Con la serenidad que da el paso del tiempo, me atrevo hoy a comentar un asunto que hace más de un mes estuvo en boca de todos, ´el caso de la niña gallega de 12 años´; sus padres, para conseguir que su hija muriera con la dignidad que ellos querían, tuvieron que soportar, además del dolor, un sistema burocrático increíble: médicos del hospital correspondiente, comité de bioética, juez, más médicos, forenses€ ¡Increíble!

Los padres solicitaban únicamente evitar el sufrimiento de su hija. No solicitaban nada contrario a ley, pues la de autonomía del paciente, de 2002, establece que «todo paciente o usuario tiene derecho a negarse al tratamiento», y añade que puede «revocar libremente por escrito su consentimiento a un tratamiento en cualquier momento». Por otra parte, el Código Deontológico de la profesión médica dice: «El médico no deberá emprender o continuar acciones diagnósticas o terapéuticas sin esperanza de beneficios para el enfermo, inútiles u obstinadas. Ha de tener en cuenta la voluntad explícita del paciente a rechazar dicho tratamiento para prolongar su vida. Cuando su estado no le permita tomar decisiones tendrá en consideración y valorará las indicaciones anteriormente hechas y la opinión de las personas vinculadas responsables».

Llegado a este punto, hago la siguiente pregunta: «¿Qué haría usted si un familiar, un ser muy querido, estuviera muriendo con un dolor prolongado y agónico y/o su mal no fuese reversible?». Piénselo detenidamente€ Un poco más, por favor, no se precipite. Ojalá y nunca tenga que enfrentarse a una situación similar. Lo digo y lo escribo con conocimiento de causa. En dos ocasiones a lo largo de mi vida, de momento, me he visto cara a cara a sendas situaciones en las que hubo, por lo menos, que hablarlo con mucha serenidad y decidir.

Hay que tener presentes dos variables en una ley nacional de muerte digna: voluntad del paciente y evitar el sufrimiento, para que todos los enfermos reciban el mismo tratamiento; de lo contrario pudiera ocurrir que hubiese migraciones de una Comunidad a otra para poder descansar en paz. Por ejemplo, en Estados Unidos la eutanasia (un médico administra una combinación de fármacos letal a un paciente que lo ha pedido reiteradamente cuando está ya en situación terminal y tiene sufrimiento físico o psicológico) es legal en Vermont, Washington, Montana y Oregón; en el resto, no. En California acaba de aprobarse la ley de suicidio asistido (consiste en facilitar a un enfermo terminal los medicamentos -generalmente varios con efecto inhibidor del sistema respiratorio y el cardiovascular, además de un antihemético- para que se quite la vida); por lo que hay que trasladarse de otros estados para solicitar la muerte. En España son ilegales ambas prácticas.

Todas las opiniones son respetables y hay que tenerlas en cuenta, pero que nadie se arrogue la autoridad de decidir como debemos morir y cuando. Esto corresponde únicamente al paciente y a sus familiares más íntimos. Y nadie debe poner zancadillas para prolongar el doble sufrimiento al que una familia, en esta situación, se ve sometida (dolor por el ser querido enfermo y dolor al mendigar algo que, en definitiva, es cuestión de humanidad).

Seamos capaces entre todos de conseguir prácticas que hagan menos duro el tránsito a la otra dimensión. Esto es fijo, pues estamos de paso y el final es la muerte y la muerte está tan segura de su victoria que nos da una vida de ventaja. Por lo menos no le demos la satisfacción de vernos sufrir. Muramos con una sonrisa en los labios.

___

| EXPLORA EL MATERIAL |
[1] Según el texto sobre la muerte digna, ¿en qué estados de Estados Unidos es legal la eutanasia?
[2] Indica si cada afirmación coincide con el texto sobre la muerte digna, con sí o no y las palabras del texto que lo deciden: (a) La ley de autonomía del paciente es de 2002. (b) En España el suicidio asistido es legal. (c) El autor se ha visto ante situaciones parecidas en tres ocasiones.
[3] Reescribe todo lo que va desde "Todas las opiniones" hasta "en los labios." en el texto sobre la muerte digna, sustituyendo "familiares más íntimos" por "allegados más cercanos".

___

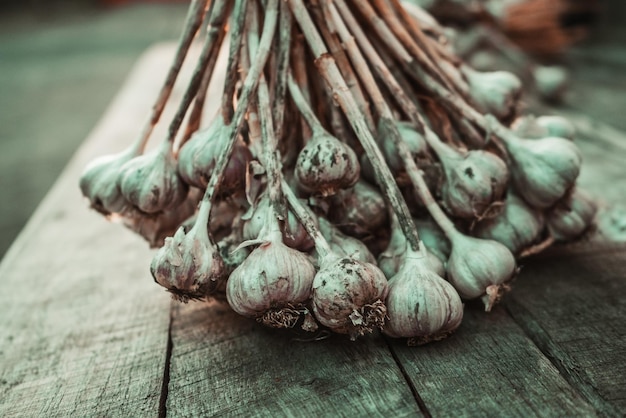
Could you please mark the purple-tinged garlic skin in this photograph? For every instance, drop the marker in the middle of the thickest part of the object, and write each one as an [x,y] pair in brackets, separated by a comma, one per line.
[150,182]
[480,268]
[421,306]
[99,182]
[271,284]
[326,165]
[348,297]
[189,265]
[517,226]
[474,183]
[572,216]
[543,170]
[496,92]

___

| RESPUESTAS ESCRITAS |
[1] En Vermont, Washington, Montana y Oregón.

[2]
(a) Sí: «la de autonomía del paciente, de 2002».
(b) No: «En España son ilegales ambas prácticas».
(c) No: «En dos ocasiones a lo largo de mi vida».

[3]
Todas las opiniones son respetables y hay que tenerlas en cuenta, pero que nadie se arrogue la autoridad de decidir como debemos morir y cuando. Esto corresponde únicamente al paciente y a sus allegados más cercanos. Y nadie debe poner zancadillas para prolongar el doble sufrimiento al que una familia, en esta situación, se ve sometida (dolor por el ser querido enfermo y dolor al mendigar algo que, en definitiva, es cuestión de humanidad).

Seamos capaces entre todos de conseguir prácticas que hagan menos duro el tránsito a la otra dimensión. Esto es fijo, pues estamos de paso y el final es la muerte y la muerte está tan segura de su victoria que nos da una vida de ventaja. Por lo menos no le demos la satisfacción de vernos sufrir. Muramos con una sonrisa en los labios.